What you will do >> Quote every line below exactly as it reads.
== Exercise inputs ==
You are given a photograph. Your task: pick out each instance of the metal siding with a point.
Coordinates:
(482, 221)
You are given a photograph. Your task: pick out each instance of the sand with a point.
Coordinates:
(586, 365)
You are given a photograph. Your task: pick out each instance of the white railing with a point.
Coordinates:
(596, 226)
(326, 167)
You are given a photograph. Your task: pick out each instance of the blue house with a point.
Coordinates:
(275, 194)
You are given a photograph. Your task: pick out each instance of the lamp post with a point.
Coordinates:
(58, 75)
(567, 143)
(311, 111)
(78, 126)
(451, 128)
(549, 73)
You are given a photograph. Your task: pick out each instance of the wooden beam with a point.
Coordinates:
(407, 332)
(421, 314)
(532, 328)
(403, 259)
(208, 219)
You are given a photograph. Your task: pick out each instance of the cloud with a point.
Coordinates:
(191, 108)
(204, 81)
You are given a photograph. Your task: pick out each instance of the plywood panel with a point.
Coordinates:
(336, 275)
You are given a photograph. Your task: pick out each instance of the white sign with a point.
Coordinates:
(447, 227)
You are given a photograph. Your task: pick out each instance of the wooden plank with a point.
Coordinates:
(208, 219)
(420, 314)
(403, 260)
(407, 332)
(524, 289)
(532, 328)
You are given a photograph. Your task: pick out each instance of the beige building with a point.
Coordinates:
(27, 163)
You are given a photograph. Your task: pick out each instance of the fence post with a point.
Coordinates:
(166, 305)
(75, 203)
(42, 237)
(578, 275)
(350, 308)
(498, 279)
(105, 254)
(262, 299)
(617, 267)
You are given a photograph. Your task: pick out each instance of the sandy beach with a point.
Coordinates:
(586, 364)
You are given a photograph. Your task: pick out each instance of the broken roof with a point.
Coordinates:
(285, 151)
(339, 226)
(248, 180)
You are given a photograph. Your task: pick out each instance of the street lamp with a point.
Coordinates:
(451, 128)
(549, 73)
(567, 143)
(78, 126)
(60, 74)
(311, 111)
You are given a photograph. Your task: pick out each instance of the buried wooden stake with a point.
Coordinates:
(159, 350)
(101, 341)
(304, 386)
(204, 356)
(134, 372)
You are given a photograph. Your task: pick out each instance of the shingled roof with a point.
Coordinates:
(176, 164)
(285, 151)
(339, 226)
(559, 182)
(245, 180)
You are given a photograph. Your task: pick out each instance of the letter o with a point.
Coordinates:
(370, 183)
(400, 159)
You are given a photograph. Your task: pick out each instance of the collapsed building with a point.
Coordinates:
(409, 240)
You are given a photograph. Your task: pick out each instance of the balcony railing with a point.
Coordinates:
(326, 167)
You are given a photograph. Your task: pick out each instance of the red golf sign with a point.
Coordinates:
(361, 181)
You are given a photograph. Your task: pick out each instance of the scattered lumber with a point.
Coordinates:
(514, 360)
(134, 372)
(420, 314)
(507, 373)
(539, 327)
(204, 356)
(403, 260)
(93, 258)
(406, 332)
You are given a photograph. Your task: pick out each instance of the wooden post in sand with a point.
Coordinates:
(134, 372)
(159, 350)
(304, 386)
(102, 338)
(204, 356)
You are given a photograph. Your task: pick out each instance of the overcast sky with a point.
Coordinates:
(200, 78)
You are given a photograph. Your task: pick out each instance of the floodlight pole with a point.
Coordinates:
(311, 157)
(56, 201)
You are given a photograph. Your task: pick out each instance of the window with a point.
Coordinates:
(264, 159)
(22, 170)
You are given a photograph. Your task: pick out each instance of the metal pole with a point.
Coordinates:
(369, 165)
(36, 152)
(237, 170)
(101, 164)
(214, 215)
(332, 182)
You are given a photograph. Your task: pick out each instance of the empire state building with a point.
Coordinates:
===
Task answer >>
You are given a photograph. Your task: pick out each instance of the metal siding with a point.
Coordinates:
(482, 221)
You are given a photograph. Your task: pick out each instance of the sand with a point.
Coordinates:
(586, 365)
You are given a photograph. Your task: pick out each instance of the white railing with a point.
Coordinates:
(596, 226)
(326, 167)
You are given a photograph. Your task: pick out each instance of the blue house with a point.
Coordinates:
(275, 194)
You are given a photograph. Your task: pick out each instance of the lamp post with a point.
Coordinates:
(58, 75)
(567, 143)
(311, 111)
(78, 126)
(451, 128)
(549, 73)
You are given a photograph. Your task: pick out each instance of the wooden beam with a point.
Coordinates:
(407, 332)
(421, 314)
(532, 328)
(403, 259)
(208, 219)
You are given a photograph. Your task: pick out each instance of the cloud with a point.
Coordinates:
(191, 108)
(204, 81)
You are given a photograph. Your task: pick out each instance of the plywood panel with a point.
Coordinates:
(336, 275)
You are given a photograph. Your task: pick out each instance of the white sign with a point.
Coordinates:
(447, 227)
You are given a photograph. Your task: pick out each instance of the wooden plank with a point.
Coordinates:
(208, 219)
(420, 314)
(403, 260)
(407, 332)
(524, 289)
(532, 328)
You are given a photograph. Your task: pick out each instance of the beige building with a point.
Coordinates:
(27, 163)
You are given a photograph. Your task: pick out each instance of the fence post with a point.
Coordinates:
(166, 305)
(75, 203)
(42, 237)
(578, 275)
(350, 308)
(498, 279)
(105, 254)
(262, 299)
(617, 267)
You are given a photograph. Your task: pick out each instance of the sandy beach with a point.
Coordinates:
(586, 364)
You are given a photograph. Your task: pick out each instance of the broken roof with a point.
Coordinates:
(285, 151)
(339, 226)
(248, 180)
You are given a photograph. Your task: pick out each instance of the street lamp with a point.
Coordinates:
(451, 128)
(549, 73)
(567, 143)
(78, 126)
(60, 74)
(311, 111)
You are given a photograph. Your task: pick out each instance of the buried wooden stake with a point.
Coordinates:
(159, 350)
(101, 341)
(304, 386)
(204, 356)
(134, 372)
You are given a photograph. Your task: pick out each instance of the shingled roof with a point.
Coordinates:
(176, 164)
(285, 151)
(339, 226)
(559, 182)
(245, 180)
You are given a photograph. Your task: pick out each instance of the letter o with a point.
Coordinates:
(370, 183)
(400, 159)
You are given a photograph. Your task: pick out each instance of the collapsed building with a point.
Coordinates:
(409, 240)
You are given a photograph. Your task: pick out each instance of the balcony railing with a point.
Coordinates:
(326, 167)
You are given a photograph. Your task: pick out each instance of the red golf sign with a point.
Coordinates:
(361, 181)
You are given a photograph. Your task: pick out each instance of the scattered lumber with a point.
Coordinates:
(514, 360)
(134, 372)
(420, 314)
(507, 373)
(539, 327)
(204, 356)
(403, 260)
(93, 258)
(406, 332)
You are given a photograph. Your task: pick out each instance of the wooden post in sand with a point.
Coordinates:
(134, 372)
(159, 350)
(304, 386)
(102, 338)
(204, 356)
You are given a photograph. Your task: pick out each instance of the overcast sky with a point.
Coordinates:
(200, 78)
You are given a photograph. Your task: pick out each instance of the floodlight pole with a point.
Coordinates:
(311, 157)
(56, 201)
You are given a photograph. Your task: pick out each instance of the window with a point.
Coordinates:
(264, 159)
(22, 170)
You are given a photograph. Your task: pick out each instance of the metal pole with a point.
Coordinates:
(369, 165)
(36, 152)
(237, 170)
(101, 164)
(214, 215)
(332, 182)
You are given a photograph. Your task: pick out each instance of the empire state building with a point.
Coordinates:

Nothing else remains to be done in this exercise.